- TRECHO DO DOCUMENTO:

O amarelar brasileiro frente ao verdejar institucional global
Mais uma vez, as regulações extraterritoriais impostas por outros países colocam em evidência a falta de estruturas de controle e compliance legal no Brasil
Publicado em 23 de junho de 2023 às, 12h38.
Última atualização em 23 de junho de 2023 às, 12h38.
Por Fernanda K. Lemos*
A aprovação da regulamentação pelo Parlamento Europeu em abril de 2023 que proíbe a importação de produtores provenientes de áreas desmatadas após 31 de dezembro de 2020 tem gerado ruídos em diversas cadeias exportadoras. Alguns grupos de interesse afirmaram que foram pegos de surpresa com a “nova barreira ambiental de comércio”. No entanto, não é recente que a União Europeia toma medidas internamente para mitigar suas emissões de gases do efeito estufa (GEE), mesmo quando tais mudanças implicam maiores custos para a população.
Os leitores neste momento já devem estar pensando internamente “eles são países desenvolvidos! Esta população faz parte de nações ricas, isso faz total diferença”. Concordo! Aumentar os custos básicos de vida em nações em desenvolvimento ou em subdesenvolvimento pode levar a consequências sérias. Mas isso não exime a todos de pensar estrategicamente sobre o que a sustentabilidade, desenvolvimento sustentável ou responsabilidade social corporativa representa para os brasileiros. Douglas North[1], em seu trabalho seminal sobre as Instituições, Mudanças Institucionais e a Performance Econômica, denominou a cultura, as normas sociais, ideologias e valores que uma população vive ou quer viver como sociedade como instituições informais. Elas moldam as instituições formais, regulações e leis, que são base para garantir a segurança social e a operação das organizações em um país.
As mudanças das instituições formais e informais na União Europeia em prol da sustentabilidade acontecem internamente de maneira gradual. Em algum momento, esta forma de ver o mundo chegaria a seus mercados como requisitos extraterritoriais para o comércio. Vale a observação de que esse movimento não está acontecendo apenas no Bloco Europeu. O “verdejar silencioso da China”, como bem colocado por Rodrigo Bellezoni, Peng Ren e Zhao Zhong[2], ocorre em um constante movimento de dentro para fora. Os Estados Unidos caminham em prol do controle de emissões[3]. As mudanças de paradigma são claras e apresentam-se no formato de regulações, primeiramente internas, em prol da sustentabilidade e de compromissos globais assumidos desde o Acordo de Paris.

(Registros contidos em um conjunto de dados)
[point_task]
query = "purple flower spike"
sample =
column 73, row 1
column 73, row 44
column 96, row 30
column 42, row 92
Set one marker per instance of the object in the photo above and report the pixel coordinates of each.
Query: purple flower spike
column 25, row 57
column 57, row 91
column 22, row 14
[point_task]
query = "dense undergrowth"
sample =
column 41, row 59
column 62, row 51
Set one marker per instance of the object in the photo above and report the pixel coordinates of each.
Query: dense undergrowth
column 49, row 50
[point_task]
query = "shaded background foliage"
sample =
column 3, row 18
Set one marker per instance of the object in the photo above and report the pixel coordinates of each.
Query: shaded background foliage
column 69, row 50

--

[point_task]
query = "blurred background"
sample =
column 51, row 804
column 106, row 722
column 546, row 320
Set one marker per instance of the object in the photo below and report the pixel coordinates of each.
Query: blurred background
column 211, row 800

- TAREFAS A REALIZAR:
[A] Reescreva em forma de lista o parágrafo do artigo que começa com "As mudanças das instituições formais", mantendo seus fatos principais.
[B] Por favor, reproduza sem alterações o trecho do artigo que vai de "O amarelar brasileiro" até "para a população.".

- SOLUÇÕES DAS TAREFAS:
[A]
- Na União Europeia, as instituições formais e informais mudam internamente, de forma gradual, em prol da sustentabilidade.
- Em algum momento, essa visão de mundo chegaria aos seus mercados como requisitos extraterritoriais para o comércio.
- O movimento não ocorre só no bloco europeu. Na China, o "verdejar silencioso", nas palavras de Rodrigo Bellezoni, Peng Ren e Zhao Zhong, avança de dentro para fora.
- Os Estados Unidos caminham em direção ao controle de emissões.
- As mudanças de paradigma aparecem como regulações, primeiro internas, voltadas à sustentabilidade e aos compromissos globais assumidos desde o Acordo de Paris.

[B]
O amarelar brasileiro frente ao verdejar institucional global
Mais uma vez, as regulações extraterritoriais impostas por outros países colocam em evidência a falta de estruturas de controle e compliance legal no Brasil
Publicado em 23 de junho de 2023 às, 12h38.
Última atualização em 23 de junho de 2023 às, 12h38.
Por Fernanda K. Lemos*
A aprovação da regulamentação pelo Parlamento Europeu em abril de 2023 que proíbe a importação de produtores provenientes de áreas desmatadas após 31 de dezembro de 2020 tem gerado ruídos em diversas cadeias exportadoras. Alguns grupos de interesse afirmaram que foram pegos de surpresa com a “nova barreira ambiental de comércio”. No entanto, não é recente que a União Europeia toma medidas internamente para mitigar suas emissões de gases do efeito estufa (GEE), mesmo quando tais mudanças implicam maiores custos para a população.